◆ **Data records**
——
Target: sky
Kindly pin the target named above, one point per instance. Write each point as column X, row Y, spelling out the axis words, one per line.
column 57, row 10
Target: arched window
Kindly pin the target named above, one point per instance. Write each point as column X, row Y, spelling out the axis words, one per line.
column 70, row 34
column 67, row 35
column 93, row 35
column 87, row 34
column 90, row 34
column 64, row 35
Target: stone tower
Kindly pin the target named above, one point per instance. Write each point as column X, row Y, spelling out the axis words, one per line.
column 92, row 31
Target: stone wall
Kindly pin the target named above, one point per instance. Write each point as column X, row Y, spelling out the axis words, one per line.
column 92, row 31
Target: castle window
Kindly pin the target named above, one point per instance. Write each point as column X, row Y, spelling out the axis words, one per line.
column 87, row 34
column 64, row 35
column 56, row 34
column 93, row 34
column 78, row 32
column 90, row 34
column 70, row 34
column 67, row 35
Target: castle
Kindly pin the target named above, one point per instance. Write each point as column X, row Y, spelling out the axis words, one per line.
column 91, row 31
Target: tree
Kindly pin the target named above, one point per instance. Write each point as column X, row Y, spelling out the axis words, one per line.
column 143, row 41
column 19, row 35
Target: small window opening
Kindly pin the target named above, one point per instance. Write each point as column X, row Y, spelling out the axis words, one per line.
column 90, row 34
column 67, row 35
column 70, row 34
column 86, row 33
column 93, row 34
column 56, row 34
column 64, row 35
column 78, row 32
——
◆ **WHAT YOU SHOULD DO**
Convert every line of the entries above into a Markdown table with two columns, "No." and "Line". Number the rows in order and leave out any blank lines.

◆ **SOLUTION BELOW**
| No. | Line |
|---|---|
| 1 | Target: sky |
| 2 | Kindly pin the target named above, one point per instance. Write each point as column X, row Y, spelling out the axis words, one per line. |
| 3 | column 57, row 10 |
| 4 | Target: arched window |
| 5 | Kindly pin the target named above, one point per instance. Write each point as column X, row Y, spelling out the axis words, one per line. |
| 6 | column 70, row 34 |
| 7 | column 67, row 35 |
| 8 | column 93, row 35 |
| 9 | column 87, row 34 |
| 10 | column 90, row 34 |
| 11 | column 64, row 35 |
| 12 | Target: stone tower |
| 13 | Kindly pin the target named above, one point per instance. Write each point as column X, row Y, spelling out the axis words, one per line. |
| 14 | column 92, row 31 |
| 15 | Target: stone wall |
| 16 | Kindly pin the target named above, one point per instance. Write each point as column X, row Y, spelling out the axis words, one per line. |
| 17 | column 92, row 31 |
| 18 | Target: castle window |
| 19 | Kindly pin the target named above, one point per instance. Write each point as column X, row Y, spelling out the axis words, one per line. |
| 20 | column 87, row 34 |
| 21 | column 64, row 35 |
| 22 | column 56, row 34 |
| 23 | column 93, row 34 |
| 24 | column 78, row 32 |
| 25 | column 90, row 34 |
| 26 | column 70, row 34 |
| 27 | column 67, row 35 |
| 28 | Target: castle |
| 29 | Kindly pin the target named above, one point per instance. Write each point as column X, row Y, spelling out the axis words, one per line. |
| 30 | column 91, row 31 |
| 31 | Target: tree |
| 32 | Kindly pin the target named above, one point per instance. Write each point as column X, row Y, spelling out the axis words, one per line. |
| 33 | column 143, row 41 |
| 34 | column 19, row 35 |
| 35 | Target: small window opening |
| 36 | Kindly pin the target named above, one point per instance. Write each point as column X, row Y, spelling out the axis words, one per line. |
| 37 | column 90, row 34 |
| 38 | column 67, row 35 |
| 39 | column 70, row 34 |
| 40 | column 86, row 33 |
| 41 | column 93, row 34 |
| 42 | column 56, row 34 |
| 43 | column 64, row 35 |
| 44 | column 78, row 32 |